_GOAL OF THE EXERCISE:_
Copy all lines containing the string "floor" from the records below.

[Items from a data source]
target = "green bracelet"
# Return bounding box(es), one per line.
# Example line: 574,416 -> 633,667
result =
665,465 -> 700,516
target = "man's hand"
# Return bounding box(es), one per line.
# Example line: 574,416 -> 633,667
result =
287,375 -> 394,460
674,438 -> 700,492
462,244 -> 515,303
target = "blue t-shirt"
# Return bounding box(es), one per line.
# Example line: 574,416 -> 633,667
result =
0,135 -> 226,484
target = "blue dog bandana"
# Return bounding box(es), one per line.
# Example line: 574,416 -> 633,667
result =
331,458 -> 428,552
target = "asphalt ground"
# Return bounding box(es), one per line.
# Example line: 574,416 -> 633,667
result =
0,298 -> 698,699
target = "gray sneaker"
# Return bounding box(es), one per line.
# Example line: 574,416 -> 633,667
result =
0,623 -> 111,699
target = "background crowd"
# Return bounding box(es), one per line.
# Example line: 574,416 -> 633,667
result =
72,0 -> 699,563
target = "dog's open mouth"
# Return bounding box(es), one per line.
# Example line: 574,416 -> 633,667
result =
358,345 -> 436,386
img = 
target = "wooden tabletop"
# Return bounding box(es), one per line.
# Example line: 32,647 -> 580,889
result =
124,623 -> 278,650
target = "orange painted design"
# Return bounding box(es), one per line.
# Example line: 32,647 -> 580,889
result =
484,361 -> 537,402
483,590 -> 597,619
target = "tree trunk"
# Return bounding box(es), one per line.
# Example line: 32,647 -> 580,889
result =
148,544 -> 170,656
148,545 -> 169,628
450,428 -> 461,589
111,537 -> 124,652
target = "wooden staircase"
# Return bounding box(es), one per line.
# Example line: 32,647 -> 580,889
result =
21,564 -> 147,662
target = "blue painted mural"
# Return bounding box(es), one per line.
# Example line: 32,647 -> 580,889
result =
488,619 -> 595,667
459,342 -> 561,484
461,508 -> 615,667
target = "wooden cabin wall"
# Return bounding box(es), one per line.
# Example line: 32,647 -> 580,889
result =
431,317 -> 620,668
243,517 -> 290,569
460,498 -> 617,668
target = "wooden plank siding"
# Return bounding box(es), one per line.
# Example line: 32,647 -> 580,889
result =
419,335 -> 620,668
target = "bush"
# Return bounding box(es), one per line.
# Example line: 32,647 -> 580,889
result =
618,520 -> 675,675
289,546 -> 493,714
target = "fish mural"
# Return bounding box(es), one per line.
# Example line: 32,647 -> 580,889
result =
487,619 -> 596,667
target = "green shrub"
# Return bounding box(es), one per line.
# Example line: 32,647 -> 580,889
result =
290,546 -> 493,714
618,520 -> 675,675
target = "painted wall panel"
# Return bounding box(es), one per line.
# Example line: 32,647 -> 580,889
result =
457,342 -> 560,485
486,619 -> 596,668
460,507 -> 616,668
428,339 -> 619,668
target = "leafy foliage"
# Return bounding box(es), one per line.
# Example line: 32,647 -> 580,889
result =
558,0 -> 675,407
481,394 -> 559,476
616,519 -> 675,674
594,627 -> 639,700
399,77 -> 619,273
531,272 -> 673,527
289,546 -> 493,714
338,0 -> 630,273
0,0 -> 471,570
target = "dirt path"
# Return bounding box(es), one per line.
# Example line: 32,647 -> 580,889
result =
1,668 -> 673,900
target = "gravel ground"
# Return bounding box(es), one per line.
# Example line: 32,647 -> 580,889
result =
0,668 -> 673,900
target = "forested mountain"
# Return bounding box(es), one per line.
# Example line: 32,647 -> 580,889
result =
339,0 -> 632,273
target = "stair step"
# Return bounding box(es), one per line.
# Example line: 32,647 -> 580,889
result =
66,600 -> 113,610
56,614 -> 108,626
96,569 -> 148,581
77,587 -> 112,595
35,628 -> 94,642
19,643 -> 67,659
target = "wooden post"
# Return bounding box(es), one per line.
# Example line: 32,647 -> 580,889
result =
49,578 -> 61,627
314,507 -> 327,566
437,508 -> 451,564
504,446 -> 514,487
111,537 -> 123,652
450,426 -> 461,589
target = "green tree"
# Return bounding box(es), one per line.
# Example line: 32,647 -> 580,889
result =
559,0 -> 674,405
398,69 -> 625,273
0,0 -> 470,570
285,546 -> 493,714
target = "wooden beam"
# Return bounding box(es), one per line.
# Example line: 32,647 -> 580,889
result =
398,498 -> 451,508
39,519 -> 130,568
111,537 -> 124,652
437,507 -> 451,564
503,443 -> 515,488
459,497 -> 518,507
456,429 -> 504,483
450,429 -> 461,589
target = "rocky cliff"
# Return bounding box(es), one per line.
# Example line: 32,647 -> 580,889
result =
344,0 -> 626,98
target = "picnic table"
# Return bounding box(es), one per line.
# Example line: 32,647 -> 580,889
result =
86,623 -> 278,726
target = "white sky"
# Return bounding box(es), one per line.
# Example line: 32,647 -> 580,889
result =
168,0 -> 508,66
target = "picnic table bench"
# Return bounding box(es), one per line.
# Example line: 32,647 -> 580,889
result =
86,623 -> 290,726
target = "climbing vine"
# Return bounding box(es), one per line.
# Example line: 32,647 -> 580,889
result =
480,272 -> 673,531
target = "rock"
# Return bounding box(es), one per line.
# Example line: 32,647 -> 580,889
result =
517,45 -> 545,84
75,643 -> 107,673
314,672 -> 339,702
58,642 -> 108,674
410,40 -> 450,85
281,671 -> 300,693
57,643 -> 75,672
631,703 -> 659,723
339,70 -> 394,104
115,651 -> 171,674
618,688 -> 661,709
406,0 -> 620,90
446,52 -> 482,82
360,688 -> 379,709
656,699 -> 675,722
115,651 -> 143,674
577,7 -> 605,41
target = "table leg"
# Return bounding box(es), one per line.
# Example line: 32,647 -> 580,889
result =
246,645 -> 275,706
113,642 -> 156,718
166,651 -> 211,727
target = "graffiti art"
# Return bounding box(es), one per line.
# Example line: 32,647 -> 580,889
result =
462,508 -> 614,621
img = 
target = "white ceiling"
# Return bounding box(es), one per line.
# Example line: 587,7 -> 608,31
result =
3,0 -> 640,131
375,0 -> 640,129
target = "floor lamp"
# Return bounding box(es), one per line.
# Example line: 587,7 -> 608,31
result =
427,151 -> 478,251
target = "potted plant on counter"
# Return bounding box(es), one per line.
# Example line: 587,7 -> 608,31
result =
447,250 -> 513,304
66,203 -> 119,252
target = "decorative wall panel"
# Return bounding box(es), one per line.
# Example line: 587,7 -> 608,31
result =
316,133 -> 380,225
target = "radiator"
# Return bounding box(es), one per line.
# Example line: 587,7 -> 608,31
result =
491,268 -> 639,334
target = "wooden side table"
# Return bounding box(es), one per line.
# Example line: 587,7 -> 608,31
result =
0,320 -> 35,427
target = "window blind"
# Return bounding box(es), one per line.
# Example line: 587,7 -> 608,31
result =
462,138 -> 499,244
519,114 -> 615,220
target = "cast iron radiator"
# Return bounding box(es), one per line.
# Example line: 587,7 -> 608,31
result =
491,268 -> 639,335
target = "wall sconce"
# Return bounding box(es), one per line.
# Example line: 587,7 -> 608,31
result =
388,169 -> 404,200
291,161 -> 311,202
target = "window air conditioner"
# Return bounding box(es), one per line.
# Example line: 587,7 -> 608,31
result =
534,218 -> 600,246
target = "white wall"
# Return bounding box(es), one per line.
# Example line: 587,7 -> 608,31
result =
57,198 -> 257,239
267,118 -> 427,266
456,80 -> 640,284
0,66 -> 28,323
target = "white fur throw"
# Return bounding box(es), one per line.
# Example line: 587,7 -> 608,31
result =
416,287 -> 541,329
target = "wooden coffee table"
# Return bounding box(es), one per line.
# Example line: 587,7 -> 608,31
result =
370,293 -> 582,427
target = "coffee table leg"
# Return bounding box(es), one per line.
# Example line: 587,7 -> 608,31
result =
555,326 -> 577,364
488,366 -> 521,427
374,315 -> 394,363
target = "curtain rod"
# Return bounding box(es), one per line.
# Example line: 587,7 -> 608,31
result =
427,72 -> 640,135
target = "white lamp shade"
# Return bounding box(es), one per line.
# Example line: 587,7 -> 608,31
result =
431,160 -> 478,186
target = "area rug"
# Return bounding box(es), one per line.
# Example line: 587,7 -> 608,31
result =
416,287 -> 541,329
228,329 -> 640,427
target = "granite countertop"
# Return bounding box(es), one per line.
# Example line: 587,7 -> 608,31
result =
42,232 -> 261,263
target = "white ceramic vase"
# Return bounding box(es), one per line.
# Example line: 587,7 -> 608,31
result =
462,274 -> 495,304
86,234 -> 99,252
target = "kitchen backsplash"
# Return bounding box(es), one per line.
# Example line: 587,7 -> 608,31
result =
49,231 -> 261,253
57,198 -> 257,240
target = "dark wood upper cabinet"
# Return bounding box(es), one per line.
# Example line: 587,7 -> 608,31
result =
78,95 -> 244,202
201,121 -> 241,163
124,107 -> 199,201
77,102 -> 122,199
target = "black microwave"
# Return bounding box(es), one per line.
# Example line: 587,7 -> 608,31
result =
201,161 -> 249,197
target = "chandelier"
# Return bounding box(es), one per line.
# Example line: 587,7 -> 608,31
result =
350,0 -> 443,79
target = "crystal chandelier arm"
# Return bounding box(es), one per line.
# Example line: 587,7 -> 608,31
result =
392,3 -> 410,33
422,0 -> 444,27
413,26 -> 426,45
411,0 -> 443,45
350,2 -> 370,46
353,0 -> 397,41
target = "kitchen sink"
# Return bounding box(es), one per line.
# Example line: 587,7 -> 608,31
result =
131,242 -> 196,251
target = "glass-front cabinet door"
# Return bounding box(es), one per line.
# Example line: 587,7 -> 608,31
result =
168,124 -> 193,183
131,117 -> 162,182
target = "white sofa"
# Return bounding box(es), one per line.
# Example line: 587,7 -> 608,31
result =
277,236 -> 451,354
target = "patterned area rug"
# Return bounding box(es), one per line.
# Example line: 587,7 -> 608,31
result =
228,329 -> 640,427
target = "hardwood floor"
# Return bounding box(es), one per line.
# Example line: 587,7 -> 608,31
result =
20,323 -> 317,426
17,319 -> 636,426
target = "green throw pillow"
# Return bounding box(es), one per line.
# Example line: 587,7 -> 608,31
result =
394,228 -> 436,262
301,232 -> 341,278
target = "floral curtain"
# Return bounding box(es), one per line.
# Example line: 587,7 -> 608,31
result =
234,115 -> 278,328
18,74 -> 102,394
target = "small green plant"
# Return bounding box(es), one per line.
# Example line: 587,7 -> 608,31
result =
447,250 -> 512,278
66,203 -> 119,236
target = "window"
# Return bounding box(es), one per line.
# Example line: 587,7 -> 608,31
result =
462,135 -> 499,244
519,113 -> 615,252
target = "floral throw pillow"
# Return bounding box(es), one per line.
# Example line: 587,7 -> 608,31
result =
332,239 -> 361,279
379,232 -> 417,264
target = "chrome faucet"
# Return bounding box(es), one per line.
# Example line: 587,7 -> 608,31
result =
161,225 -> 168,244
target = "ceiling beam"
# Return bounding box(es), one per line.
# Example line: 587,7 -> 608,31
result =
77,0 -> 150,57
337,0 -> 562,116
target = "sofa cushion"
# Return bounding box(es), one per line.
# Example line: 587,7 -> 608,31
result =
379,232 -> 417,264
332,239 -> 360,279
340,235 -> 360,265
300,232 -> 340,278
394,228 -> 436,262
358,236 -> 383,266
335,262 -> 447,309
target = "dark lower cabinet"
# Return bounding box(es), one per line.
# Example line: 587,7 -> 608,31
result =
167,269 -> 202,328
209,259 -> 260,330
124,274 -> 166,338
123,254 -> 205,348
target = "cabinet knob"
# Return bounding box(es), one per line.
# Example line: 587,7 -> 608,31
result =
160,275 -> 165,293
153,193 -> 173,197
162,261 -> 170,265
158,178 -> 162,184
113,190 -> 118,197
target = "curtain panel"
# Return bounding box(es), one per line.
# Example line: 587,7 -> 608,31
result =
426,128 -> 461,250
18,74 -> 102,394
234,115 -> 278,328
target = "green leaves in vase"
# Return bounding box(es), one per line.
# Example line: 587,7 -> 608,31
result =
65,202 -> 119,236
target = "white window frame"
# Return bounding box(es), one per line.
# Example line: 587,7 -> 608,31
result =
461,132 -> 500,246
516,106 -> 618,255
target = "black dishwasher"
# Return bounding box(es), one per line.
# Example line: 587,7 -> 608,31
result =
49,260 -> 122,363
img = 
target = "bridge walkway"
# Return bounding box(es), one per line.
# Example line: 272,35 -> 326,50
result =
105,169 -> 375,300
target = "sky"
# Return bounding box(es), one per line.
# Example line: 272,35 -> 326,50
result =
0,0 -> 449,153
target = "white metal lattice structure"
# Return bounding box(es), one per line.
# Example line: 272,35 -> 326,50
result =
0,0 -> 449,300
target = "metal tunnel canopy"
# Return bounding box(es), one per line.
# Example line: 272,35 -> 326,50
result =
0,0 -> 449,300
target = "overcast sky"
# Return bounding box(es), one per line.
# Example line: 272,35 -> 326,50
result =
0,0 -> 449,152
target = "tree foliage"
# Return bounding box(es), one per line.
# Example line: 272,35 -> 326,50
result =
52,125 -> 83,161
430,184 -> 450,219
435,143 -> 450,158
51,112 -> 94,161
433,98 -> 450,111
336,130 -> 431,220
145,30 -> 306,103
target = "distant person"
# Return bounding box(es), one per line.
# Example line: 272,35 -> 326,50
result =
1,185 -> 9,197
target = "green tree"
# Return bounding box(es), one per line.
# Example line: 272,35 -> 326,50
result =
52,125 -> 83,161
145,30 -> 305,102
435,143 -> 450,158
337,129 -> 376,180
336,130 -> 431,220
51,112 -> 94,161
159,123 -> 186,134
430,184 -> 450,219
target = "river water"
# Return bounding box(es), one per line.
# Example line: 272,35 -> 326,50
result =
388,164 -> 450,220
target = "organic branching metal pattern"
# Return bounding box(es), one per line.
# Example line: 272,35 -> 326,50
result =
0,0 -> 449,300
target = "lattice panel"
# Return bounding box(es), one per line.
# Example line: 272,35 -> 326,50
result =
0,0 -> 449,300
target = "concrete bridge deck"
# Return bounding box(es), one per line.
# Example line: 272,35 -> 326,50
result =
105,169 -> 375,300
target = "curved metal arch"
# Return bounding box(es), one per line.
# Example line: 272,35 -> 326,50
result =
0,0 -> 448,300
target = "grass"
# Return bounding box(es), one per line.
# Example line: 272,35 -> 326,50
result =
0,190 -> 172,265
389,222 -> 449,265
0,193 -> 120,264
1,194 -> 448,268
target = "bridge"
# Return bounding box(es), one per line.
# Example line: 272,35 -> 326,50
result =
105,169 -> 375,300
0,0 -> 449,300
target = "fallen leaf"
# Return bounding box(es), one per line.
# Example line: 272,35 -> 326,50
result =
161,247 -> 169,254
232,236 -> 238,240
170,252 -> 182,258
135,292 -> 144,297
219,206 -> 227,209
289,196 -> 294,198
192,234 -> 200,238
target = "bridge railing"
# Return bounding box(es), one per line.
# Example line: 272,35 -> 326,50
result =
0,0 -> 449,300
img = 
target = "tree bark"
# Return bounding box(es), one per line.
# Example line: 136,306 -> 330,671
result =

_EXERCISE RESULT:_
target = "floor lamp"
target = "hardwood floor"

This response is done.